### EXERCISE INSTRUCTIONS
Turn every line of the records below into a Markdown table with two columns, "Row" for the row number and "Line" for the text of that line. Skip any blank lines.

· · · ·

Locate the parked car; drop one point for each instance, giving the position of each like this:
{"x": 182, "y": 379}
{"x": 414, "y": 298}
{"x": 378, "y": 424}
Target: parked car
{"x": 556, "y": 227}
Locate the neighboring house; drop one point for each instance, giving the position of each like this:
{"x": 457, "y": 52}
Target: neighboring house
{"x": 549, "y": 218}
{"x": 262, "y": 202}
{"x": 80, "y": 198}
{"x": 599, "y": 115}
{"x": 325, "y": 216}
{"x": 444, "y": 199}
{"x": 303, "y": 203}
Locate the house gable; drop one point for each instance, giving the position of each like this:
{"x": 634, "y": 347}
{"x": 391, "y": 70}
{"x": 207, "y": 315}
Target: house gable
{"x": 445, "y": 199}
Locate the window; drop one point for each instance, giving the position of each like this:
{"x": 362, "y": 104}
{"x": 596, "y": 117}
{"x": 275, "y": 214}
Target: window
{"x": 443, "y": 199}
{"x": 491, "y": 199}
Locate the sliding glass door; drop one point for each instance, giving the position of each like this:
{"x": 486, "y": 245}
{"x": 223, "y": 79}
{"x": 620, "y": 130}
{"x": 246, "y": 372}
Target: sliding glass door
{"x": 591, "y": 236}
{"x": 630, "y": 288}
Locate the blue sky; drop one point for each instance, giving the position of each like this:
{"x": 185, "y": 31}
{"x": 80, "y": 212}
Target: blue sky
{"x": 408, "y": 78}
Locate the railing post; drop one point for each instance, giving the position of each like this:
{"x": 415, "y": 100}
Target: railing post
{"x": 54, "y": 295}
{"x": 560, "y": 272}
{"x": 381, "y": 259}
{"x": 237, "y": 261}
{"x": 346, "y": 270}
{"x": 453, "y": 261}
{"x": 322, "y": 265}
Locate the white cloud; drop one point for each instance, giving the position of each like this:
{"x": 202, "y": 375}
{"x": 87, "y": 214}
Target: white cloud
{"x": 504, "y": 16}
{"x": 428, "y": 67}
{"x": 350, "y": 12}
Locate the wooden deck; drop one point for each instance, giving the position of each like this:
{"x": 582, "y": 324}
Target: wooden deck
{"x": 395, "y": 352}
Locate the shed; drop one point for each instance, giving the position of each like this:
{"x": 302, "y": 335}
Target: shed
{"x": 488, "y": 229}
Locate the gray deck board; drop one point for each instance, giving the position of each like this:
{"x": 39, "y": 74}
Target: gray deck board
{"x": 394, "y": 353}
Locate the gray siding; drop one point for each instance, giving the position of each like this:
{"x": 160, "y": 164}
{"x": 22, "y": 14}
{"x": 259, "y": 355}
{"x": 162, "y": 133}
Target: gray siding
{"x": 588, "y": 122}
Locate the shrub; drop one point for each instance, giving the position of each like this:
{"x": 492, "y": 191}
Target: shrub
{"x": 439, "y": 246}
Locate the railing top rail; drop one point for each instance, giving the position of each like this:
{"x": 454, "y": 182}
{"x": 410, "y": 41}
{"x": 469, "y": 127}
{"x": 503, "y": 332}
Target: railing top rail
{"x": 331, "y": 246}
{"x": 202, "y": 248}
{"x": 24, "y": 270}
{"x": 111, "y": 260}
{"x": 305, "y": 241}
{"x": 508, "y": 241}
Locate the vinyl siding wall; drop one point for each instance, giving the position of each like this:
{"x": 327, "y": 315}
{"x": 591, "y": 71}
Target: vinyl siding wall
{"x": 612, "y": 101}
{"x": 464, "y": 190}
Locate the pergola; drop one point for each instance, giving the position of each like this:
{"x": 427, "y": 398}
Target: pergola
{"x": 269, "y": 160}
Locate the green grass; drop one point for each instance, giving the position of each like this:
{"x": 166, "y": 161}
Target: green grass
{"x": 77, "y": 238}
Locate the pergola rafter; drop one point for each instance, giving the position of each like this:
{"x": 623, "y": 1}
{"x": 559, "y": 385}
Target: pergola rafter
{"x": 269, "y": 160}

· · · ·

### THE COMPLETED TASK
| Row | Line |
|---|---|
| 1 | Locate the parked car; drop one point for each instance, giving the position of each like this: |
| 2 | {"x": 182, "y": 379} |
| 3 | {"x": 414, "y": 298} |
| 4 | {"x": 378, "y": 424} |
| 5 | Target: parked car |
| 6 | {"x": 556, "y": 227} |
| 7 | Locate the neighboring house; drop one point for each instance, giving the position of each like this: |
| 8 | {"x": 457, "y": 52} |
| 9 | Target: neighboring house |
| 10 | {"x": 549, "y": 218} |
| 11 | {"x": 262, "y": 202} |
| 12 | {"x": 80, "y": 198} |
| 13 | {"x": 599, "y": 115} |
| 14 | {"x": 325, "y": 216} |
| 15 | {"x": 444, "y": 199} |
| 16 | {"x": 303, "y": 203} |
| 17 | Locate the house gable; drop one point for each instance, giving the position of each like this: |
| 18 | {"x": 634, "y": 347} |
| 19 | {"x": 391, "y": 70} |
| 20 | {"x": 207, "y": 315} |
| 21 | Target: house gable |
| 22 | {"x": 445, "y": 199} |
| 23 | Locate the window; drop one point for each instance, giving the position of each like this: |
| 24 | {"x": 362, "y": 104} |
| 25 | {"x": 596, "y": 117} |
| 26 | {"x": 275, "y": 214} |
| 27 | Target: window |
| 28 | {"x": 443, "y": 199} |
| 29 | {"x": 491, "y": 199} |
| 30 | Locate the sliding glass door; drop one point for each instance, giving the position of each like this: |
| 31 | {"x": 486, "y": 245} |
| 32 | {"x": 223, "y": 79} |
| 33 | {"x": 620, "y": 130} |
| 34 | {"x": 246, "y": 372} |
| 35 | Target: sliding glass door |
| 36 | {"x": 591, "y": 236} |
| 37 | {"x": 630, "y": 288} |
| 38 | Locate the blue sky; drop one point for each instance, giving the position of each like this: |
| 39 | {"x": 185, "y": 31} |
| 40 | {"x": 80, "y": 212} |
| 41 | Target: blue sky |
| 42 | {"x": 408, "y": 78} |
| 43 | Locate the railing post; drop one point for each instance, giving the position of each like this: |
| 44 | {"x": 415, "y": 100} |
| 45 | Target: railing post |
| 46 | {"x": 54, "y": 295} |
| 47 | {"x": 560, "y": 272} |
| 48 | {"x": 381, "y": 259} |
| 49 | {"x": 237, "y": 261} |
| 50 | {"x": 346, "y": 270} |
| 51 | {"x": 453, "y": 261} |
| 52 | {"x": 322, "y": 265} |
| 53 | Locate the white cloud; drop one point for each instance, giving the position of each like this: |
| 54 | {"x": 202, "y": 375} |
| 55 | {"x": 87, "y": 214} |
| 56 | Target: white cloud |
| 57 | {"x": 504, "y": 16} |
| 58 | {"x": 428, "y": 67} |
| 59 | {"x": 350, "y": 12} |
| 60 | Locate the wooden deck; drop one point for each instance, giving the position of each like this: |
| 61 | {"x": 582, "y": 324} |
| 62 | Target: wooden deck |
| 63 | {"x": 395, "y": 352} |
| 64 | Locate the shed; drop one point for each instance, giving the position of each like this: |
| 65 | {"x": 302, "y": 335} |
| 66 | Target: shed |
| 67 | {"x": 488, "y": 229} |
| 68 | Locate the gray deck board; drop one point for each instance, giving the position of each like this: |
| 69 | {"x": 39, "y": 74} |
| 70 | Target: gray deck board |
| 71 | {"x": 394, "y": 353} |
| 72 | Locate the gray siding; drop one point for each instance, giving the position of each like this: |
| 73 | {"x": 160, "y": 164} |
| 74 | {"x": 22, "y": 14} |
| 75 | {"x": 259, "y": 355} |
| 76 | {"x": 162, "y": 133} |
| 77 | Target: gray siding |
| 78 | {"x": 588, "y": 122} |
| 79 | Locate the shrub; drop one point for each instance, giving the position of each like this: |
| 80 | {"x": 492, "y": 191} |
| 81 | Target: shrub |
| 82 | {"x": 439, "y": 246} |
| 83 | Locate the railing top rail; drop one point for each instance, giving the position of each like this: |
| 84 | {"x": 454, "y": 182} |
| 85 | {"x": 410, "y": 41} |
| 86 | {"x": 469, "y": 127} |
| 87 | {"x": 503, "y": 332} |
| 88 | Target: railing top rail |
| 89 | {"x": 331, "y": 246} |
| 90 | {"x": 202, "y": 248} |
| 91 | {"x": 24, "y": 270} |
| 92 | {"x": 111, "y": 260} |
| 93 | {"x": 305, "y": 241} |
| 94 | {"x": 508, "y": 241} |
| 95 | Locate the vinyl siding wall; drop one point for each instance, giving the position of each like this: |
| 96 | {"x": 327, "y": 315} |
| 97 | {"x": 591, "y": 71} |
| 98 | Target: vinyl siding wall |
| 99 | {"x": 612, "y": 101} |
| 100 | {"x": 464, "y": 190} |
| 101 | Locate the pergola; drop one point for each instance, giving the position of each like this: |
| 102 | {"x": 427, "y": 398} |
| 103 | Target: pergola |
| 104 | {"x": 269, "y": 160} |
| 105 | Locate the green grass; drop one point for each instance, giving the position of each like this: |
| 106 | {"x": 166, "y": 161} |
| 107 | Target: green grass |
| 108 | {"x": 77, "y": 238} |
| 109 | Locate the pergola rafter; drop one point for each instance, giving the position of each like this: |
| 110 | {"x": 623, "y": 1} |
| 111 | {"x": 559, "y": 385} |
| 112 | Target: pergola rafter |
| 113 | {"x": 269, "y": 160} |